Referring expression pointing data:
______________________________

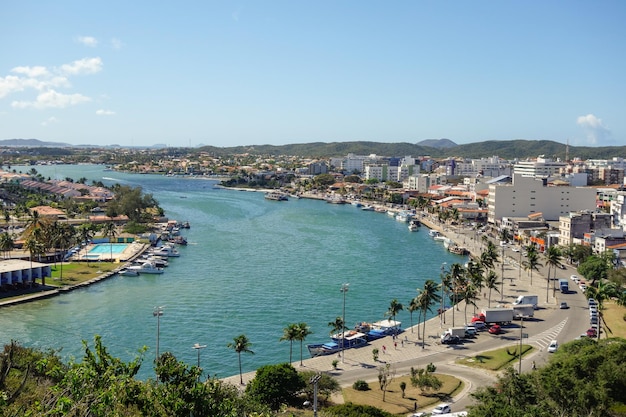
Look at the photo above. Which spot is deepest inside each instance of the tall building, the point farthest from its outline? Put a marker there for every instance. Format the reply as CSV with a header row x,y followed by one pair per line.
x,y
529,195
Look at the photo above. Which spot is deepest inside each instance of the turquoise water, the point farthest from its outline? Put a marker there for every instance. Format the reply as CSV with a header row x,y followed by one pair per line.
x,y
103,248
252,266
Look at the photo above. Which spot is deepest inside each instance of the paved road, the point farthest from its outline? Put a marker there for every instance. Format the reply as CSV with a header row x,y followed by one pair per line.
x,y
549,323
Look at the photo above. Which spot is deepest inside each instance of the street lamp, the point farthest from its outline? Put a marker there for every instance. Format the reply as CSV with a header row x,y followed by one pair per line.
x,y
314,380
344,290
157,312
442,317
197,347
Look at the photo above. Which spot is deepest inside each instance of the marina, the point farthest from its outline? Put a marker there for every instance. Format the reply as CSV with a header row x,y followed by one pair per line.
x,y
227,277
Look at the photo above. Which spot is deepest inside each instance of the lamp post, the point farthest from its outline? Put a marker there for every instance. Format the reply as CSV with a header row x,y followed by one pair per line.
x,y
157,312
521,336
442,317
344,290
314,380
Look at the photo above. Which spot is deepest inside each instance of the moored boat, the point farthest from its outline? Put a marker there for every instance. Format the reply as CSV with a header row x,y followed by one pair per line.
x,y
276,196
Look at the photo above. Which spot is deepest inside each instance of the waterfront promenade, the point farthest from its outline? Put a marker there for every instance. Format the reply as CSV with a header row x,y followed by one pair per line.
x,y
414,349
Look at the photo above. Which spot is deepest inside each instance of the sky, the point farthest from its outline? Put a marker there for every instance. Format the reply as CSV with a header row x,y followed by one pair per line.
x,y
230,73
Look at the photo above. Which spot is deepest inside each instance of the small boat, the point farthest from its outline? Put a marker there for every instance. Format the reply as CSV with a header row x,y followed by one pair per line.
x,y
128,272
276,196
146,268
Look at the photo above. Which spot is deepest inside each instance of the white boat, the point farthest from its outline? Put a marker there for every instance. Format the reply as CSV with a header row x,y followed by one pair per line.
x,y
146,268
167,251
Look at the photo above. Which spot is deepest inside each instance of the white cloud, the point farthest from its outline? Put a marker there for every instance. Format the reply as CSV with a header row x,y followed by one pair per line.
x,y
52,99
83,66
89,41
595,129
50,120
37,71
116,43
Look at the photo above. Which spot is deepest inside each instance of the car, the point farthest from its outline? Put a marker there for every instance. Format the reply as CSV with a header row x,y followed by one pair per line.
x,y
470,331
442,409
495,329
479,325
553,346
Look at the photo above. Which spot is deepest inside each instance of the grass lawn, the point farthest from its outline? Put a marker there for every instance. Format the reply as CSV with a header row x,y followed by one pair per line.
x,y
498,359
394,403
614,318
77,272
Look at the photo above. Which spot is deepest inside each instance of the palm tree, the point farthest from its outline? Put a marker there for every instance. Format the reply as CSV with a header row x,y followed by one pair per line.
x,y
6,244
303,330
491,282
553,260
241,344
532,263
109,231
290,333
413,306
394,308
425,300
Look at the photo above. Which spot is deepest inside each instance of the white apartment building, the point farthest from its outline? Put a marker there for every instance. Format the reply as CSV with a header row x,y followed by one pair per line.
x,y
539,168
422,182
528,195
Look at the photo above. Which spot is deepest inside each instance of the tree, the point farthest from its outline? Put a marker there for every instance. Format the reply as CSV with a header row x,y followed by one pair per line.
x,y
427,297
302,331
553,260
275,385
491,282
532,264
290,333
241,344
394,308
110,232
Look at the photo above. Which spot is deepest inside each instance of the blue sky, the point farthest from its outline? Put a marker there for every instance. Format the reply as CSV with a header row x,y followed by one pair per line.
x,y
233,73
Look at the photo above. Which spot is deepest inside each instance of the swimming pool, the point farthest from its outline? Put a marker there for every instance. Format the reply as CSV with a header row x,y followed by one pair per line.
x,y
107,248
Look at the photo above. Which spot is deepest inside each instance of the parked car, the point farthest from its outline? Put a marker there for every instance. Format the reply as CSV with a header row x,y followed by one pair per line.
x,y
495,329
442,409
470,331
479,325
554,345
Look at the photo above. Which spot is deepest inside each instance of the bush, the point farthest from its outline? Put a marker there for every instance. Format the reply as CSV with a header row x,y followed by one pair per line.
x,y
361,385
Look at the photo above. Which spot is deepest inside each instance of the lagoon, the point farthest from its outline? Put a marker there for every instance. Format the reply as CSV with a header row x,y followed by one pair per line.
x,y
252,266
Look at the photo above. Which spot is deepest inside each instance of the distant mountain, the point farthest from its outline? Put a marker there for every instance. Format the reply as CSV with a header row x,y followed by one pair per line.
x,y
32,143
437,143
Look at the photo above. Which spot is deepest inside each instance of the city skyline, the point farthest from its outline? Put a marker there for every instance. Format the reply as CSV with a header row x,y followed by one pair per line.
x,y
228,74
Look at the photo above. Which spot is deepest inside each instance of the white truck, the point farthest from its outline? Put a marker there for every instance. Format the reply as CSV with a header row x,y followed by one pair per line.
x,y
523,310
527,299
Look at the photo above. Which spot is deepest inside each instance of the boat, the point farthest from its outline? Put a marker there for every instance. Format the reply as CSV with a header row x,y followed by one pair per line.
x,y
276,196
355,340
128,272
146,268
166,250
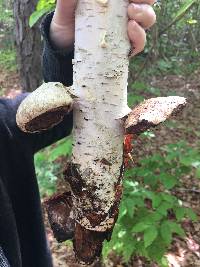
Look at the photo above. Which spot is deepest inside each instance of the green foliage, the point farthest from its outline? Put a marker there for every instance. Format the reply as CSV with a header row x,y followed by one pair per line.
x,y
49,168
173,42
149,213
42,8
8,59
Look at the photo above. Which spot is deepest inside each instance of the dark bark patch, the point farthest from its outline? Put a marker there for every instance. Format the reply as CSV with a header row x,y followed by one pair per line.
x,y
106,162
58,210
47,120
73,177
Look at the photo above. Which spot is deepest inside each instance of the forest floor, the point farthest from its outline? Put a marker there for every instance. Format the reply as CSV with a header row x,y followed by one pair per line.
x,y
185,252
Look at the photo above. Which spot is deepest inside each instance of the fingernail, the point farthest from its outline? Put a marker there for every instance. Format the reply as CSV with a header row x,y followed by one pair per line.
x,y
136,7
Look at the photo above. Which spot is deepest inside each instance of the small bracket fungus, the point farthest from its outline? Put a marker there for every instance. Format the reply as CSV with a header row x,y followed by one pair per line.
x,y
44,108
152,112
102,2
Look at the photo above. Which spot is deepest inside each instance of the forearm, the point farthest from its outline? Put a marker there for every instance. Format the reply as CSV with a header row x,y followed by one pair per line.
x,y
57,63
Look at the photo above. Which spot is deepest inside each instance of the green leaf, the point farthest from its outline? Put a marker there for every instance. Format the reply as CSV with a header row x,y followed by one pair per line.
x,y
197,173
186,5
140,227
165,232
156,200
180,213
130,248
169,181
191,214
164,207
150,235
176,228
38,14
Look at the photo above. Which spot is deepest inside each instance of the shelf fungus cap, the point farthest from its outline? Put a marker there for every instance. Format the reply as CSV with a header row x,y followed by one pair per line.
x,y
152,112
44,108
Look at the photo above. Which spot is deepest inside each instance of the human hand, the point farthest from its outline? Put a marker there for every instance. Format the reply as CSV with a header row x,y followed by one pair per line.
x,y
141,16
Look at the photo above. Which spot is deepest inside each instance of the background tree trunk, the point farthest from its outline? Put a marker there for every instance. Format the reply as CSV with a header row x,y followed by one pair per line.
x,y
28,45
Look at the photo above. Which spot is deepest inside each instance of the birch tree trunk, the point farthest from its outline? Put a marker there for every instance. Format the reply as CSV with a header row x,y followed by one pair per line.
x,y
100,82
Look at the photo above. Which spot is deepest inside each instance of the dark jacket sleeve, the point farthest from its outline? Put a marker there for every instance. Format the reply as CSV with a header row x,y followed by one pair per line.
x,y
57,64
57,67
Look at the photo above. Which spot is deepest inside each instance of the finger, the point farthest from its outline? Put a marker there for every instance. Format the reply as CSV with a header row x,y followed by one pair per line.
x,y
149,2
137,37
142,14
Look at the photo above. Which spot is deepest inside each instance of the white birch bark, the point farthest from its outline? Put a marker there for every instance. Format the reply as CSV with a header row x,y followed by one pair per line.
x,y
100,82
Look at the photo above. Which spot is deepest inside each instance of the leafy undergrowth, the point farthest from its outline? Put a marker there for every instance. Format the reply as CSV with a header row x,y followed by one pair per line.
x,y
160,190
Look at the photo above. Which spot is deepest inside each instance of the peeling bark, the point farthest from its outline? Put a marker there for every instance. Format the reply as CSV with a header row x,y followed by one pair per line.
x,y
152,112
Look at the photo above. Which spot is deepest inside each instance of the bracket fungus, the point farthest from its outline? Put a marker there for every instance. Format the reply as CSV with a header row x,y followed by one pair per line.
x,y
44,108
88,214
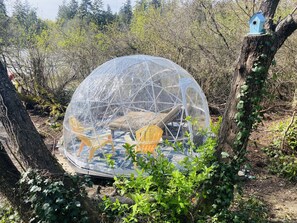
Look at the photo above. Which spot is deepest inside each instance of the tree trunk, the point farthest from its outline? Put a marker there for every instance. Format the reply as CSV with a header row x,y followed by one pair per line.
x,y
249,79
254,49
28,146
9,177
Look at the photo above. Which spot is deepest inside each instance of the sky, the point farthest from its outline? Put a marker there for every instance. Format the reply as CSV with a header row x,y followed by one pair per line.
x,y
48,9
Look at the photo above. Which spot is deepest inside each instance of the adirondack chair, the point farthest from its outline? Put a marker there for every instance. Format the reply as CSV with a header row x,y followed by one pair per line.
x,y
93,142
147,139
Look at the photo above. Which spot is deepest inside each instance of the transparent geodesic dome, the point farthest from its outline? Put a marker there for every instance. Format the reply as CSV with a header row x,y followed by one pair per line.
x,y
141,100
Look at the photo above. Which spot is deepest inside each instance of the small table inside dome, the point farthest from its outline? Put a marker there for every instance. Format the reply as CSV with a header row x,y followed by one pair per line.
x,y
135,120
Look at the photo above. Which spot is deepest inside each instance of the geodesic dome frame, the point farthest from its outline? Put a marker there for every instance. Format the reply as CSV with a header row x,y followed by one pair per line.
x,y
140,100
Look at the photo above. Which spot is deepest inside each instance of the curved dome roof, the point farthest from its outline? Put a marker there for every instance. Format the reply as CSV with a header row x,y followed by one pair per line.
x,y
131,99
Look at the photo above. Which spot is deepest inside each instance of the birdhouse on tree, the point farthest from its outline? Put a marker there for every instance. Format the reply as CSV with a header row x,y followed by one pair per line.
x,y
256,23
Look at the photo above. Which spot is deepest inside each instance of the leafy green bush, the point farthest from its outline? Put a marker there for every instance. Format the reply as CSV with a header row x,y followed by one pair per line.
x,y
161,191
52,200
8,215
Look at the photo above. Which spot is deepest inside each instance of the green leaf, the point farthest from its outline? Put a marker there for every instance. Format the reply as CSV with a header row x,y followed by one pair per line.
x,y
224,155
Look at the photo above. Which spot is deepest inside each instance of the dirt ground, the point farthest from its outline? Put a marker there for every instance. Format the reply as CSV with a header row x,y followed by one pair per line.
x,y
279,194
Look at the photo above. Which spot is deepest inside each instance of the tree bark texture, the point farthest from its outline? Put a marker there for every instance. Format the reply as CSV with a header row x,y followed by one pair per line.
x,y
27,144
9,177
253,47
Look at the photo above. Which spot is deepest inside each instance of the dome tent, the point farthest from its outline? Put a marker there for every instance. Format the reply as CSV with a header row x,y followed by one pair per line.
x,y
139,100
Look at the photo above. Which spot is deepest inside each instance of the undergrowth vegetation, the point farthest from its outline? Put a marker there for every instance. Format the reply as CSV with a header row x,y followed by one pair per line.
x,y
282,153
53,201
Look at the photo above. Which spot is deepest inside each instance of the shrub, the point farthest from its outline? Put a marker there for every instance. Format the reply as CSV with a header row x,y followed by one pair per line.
x,y
52,200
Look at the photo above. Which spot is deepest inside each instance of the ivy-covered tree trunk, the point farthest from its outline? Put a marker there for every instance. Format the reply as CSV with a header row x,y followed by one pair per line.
x,y
27,144
9,177
248,83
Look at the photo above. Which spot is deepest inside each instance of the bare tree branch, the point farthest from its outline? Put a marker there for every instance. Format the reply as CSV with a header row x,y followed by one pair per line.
x,y
268,8
284,29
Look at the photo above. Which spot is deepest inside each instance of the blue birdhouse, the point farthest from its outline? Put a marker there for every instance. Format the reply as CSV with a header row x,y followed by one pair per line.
x,y
256,23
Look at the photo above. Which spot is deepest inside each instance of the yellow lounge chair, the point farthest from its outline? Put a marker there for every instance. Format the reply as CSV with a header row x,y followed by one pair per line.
x,y
147,139
93,142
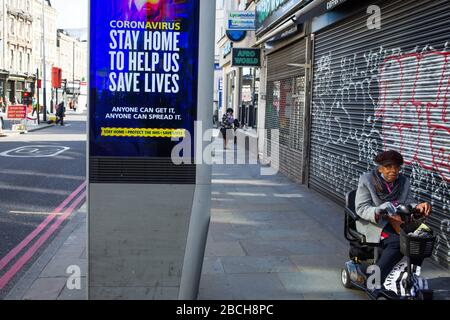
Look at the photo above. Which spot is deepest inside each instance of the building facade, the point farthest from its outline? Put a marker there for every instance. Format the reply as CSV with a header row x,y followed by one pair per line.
x,y
17,73
345,80
50,17
72,59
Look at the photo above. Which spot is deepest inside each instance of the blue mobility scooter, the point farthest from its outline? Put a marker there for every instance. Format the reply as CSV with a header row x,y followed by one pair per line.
x,y
410,286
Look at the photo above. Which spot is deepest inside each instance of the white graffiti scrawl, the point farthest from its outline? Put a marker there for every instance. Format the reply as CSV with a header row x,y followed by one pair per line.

______________________________

**EXERCISE:**
Each line, starting with the one containing "the blue mobility" and ending with the last line of the records above, should be reproduced exactly.

**OUTPUT OF THE EXERCISE:**
Look at the photo above. Which spot is deepest inside each instance of the blue mobility scooter, the point farthest from its outline? Put a marker there for every instance. Format the reply as CSV with a header row x,y followed by one pair per line.
x,y
410,286
Look at the photo above. Which spot is deepest inside each instance of the white graffiti scrawl, the point farthest from its outline? Put a marker there for every instance. Format the reply as CSV with a header row x,y followed by one pair per line.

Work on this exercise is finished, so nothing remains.